----- Materials provided

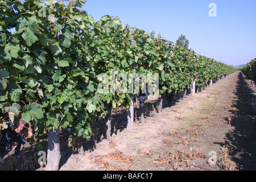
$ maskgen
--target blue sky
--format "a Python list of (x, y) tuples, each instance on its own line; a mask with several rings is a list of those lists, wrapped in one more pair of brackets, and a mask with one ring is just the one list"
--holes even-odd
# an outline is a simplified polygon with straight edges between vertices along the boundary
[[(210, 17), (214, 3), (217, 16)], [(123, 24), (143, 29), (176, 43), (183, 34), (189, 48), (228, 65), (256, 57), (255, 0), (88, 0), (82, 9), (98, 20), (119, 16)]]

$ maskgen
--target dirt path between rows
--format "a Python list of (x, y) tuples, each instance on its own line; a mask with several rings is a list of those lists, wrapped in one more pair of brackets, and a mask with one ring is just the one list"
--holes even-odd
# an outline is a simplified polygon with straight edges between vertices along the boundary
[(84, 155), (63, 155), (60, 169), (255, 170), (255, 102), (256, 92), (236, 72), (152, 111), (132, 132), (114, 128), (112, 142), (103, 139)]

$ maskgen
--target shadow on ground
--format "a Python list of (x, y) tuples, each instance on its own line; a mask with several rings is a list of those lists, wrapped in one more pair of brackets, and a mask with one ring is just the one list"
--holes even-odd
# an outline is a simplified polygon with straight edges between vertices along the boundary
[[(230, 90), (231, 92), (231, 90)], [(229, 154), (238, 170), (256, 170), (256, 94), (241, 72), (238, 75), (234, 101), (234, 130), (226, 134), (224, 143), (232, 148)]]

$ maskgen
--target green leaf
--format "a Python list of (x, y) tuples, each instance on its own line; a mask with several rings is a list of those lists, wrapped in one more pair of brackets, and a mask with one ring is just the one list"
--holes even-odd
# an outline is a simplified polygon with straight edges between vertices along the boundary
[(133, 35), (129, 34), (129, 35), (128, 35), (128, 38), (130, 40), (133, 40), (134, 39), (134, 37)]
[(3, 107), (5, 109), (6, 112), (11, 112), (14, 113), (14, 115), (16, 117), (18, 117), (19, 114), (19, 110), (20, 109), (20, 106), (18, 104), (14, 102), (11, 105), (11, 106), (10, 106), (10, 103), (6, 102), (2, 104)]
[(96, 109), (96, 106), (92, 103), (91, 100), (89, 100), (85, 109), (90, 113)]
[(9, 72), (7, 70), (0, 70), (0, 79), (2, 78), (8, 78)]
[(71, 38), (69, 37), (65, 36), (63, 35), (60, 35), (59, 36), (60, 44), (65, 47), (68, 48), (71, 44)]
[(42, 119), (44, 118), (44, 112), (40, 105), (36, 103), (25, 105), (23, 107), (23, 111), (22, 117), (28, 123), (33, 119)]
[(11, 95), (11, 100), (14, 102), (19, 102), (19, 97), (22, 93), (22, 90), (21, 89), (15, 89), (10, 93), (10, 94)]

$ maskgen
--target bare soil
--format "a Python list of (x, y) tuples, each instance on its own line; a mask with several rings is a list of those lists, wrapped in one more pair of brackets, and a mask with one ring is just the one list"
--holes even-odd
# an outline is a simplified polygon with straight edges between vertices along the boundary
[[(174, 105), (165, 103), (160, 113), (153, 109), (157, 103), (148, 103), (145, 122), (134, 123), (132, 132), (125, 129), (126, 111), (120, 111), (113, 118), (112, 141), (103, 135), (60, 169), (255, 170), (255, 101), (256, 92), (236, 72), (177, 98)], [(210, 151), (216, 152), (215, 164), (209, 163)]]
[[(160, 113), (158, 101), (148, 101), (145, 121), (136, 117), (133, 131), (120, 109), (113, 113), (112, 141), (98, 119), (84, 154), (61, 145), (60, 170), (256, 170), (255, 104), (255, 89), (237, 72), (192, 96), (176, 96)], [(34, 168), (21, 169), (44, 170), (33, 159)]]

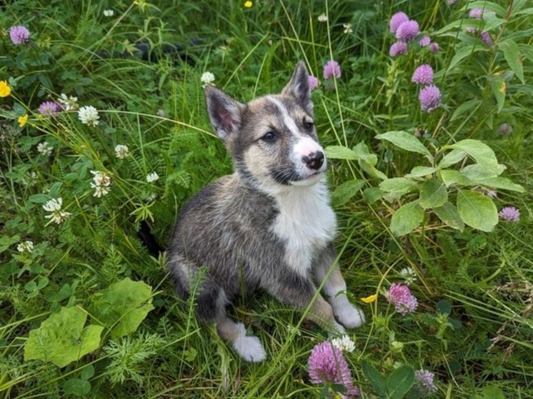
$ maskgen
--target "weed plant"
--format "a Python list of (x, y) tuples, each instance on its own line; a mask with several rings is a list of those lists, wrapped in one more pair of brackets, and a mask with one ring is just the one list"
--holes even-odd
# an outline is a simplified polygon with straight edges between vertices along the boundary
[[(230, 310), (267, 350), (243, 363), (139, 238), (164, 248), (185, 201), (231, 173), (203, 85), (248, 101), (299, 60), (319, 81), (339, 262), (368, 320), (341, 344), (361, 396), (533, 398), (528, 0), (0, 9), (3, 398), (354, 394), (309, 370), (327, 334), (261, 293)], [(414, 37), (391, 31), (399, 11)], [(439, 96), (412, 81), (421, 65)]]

----------
----- Materials provided

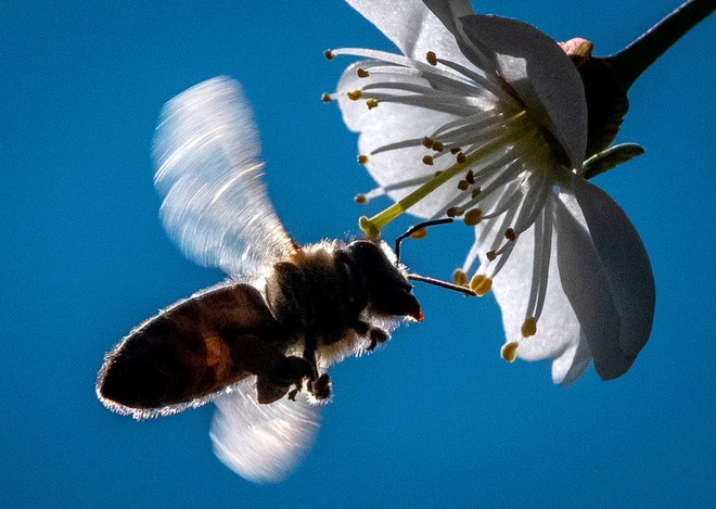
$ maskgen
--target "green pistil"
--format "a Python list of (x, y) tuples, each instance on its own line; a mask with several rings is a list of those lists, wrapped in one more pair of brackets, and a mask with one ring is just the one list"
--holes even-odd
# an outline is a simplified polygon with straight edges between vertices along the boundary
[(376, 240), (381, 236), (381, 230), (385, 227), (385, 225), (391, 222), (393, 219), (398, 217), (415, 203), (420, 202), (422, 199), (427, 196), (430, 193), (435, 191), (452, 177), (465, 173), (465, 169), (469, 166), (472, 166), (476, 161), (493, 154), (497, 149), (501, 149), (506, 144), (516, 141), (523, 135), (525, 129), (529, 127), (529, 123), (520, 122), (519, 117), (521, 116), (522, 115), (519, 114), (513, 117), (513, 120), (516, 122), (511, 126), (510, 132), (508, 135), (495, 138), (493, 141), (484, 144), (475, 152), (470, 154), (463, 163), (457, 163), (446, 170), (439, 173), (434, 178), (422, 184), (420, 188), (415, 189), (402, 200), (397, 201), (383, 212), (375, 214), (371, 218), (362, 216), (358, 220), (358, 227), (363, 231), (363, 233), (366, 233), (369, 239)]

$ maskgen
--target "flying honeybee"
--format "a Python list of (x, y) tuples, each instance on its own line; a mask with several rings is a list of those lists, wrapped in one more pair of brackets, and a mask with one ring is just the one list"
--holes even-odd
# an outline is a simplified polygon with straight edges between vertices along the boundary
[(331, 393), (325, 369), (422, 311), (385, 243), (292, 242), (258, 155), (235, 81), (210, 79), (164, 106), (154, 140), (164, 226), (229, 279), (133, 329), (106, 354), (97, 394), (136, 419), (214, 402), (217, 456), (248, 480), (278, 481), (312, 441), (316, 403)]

----------
----- Materials provided

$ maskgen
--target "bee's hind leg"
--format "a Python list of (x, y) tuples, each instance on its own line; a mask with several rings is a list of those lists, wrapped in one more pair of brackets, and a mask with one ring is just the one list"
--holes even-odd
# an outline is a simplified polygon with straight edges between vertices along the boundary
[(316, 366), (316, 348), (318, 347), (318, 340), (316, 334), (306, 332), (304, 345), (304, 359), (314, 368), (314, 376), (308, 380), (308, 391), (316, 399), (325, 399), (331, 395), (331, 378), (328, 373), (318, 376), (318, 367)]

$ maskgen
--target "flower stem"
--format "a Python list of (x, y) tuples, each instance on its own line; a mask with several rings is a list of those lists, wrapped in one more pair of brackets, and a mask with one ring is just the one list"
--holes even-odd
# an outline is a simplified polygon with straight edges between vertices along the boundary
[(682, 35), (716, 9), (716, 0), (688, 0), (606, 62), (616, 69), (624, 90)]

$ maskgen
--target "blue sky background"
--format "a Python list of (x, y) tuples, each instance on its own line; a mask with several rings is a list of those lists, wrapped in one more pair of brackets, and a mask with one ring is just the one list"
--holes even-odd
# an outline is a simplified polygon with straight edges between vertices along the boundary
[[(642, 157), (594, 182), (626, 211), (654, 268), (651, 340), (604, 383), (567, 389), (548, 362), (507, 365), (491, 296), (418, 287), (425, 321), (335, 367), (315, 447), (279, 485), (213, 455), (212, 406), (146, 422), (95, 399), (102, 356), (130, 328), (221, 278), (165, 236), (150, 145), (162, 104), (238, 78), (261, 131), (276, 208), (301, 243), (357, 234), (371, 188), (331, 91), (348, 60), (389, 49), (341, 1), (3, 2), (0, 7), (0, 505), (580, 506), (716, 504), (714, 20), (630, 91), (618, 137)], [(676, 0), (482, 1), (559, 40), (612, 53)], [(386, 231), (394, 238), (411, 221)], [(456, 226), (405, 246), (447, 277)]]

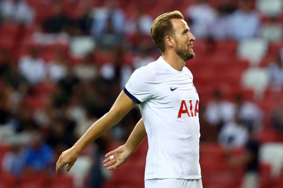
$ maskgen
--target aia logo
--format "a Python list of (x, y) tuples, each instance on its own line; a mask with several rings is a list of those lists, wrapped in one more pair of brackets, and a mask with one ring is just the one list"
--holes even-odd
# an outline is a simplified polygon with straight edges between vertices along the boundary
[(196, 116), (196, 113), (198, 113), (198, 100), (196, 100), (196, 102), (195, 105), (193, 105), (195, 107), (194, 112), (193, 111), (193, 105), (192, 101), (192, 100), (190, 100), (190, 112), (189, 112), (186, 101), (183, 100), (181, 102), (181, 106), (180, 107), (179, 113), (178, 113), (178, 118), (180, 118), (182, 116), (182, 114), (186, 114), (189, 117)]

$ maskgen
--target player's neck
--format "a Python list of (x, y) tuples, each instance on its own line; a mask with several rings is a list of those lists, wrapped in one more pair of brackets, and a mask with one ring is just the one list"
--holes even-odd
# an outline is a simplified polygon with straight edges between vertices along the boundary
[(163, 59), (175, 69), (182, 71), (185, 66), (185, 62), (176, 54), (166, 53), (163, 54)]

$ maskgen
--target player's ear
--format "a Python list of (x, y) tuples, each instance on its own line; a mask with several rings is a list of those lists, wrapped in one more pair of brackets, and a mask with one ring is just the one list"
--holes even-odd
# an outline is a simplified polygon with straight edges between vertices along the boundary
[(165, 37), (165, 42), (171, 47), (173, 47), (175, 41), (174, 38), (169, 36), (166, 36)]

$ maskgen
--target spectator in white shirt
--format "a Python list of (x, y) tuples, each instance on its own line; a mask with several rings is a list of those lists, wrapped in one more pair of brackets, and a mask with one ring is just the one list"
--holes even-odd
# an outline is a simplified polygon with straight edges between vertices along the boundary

----------

=== Requirement ===
Pick out every line in the records that contains the word "blue" and copy each one.

=== Task result ===
--target blue sky
--target "blue sky background"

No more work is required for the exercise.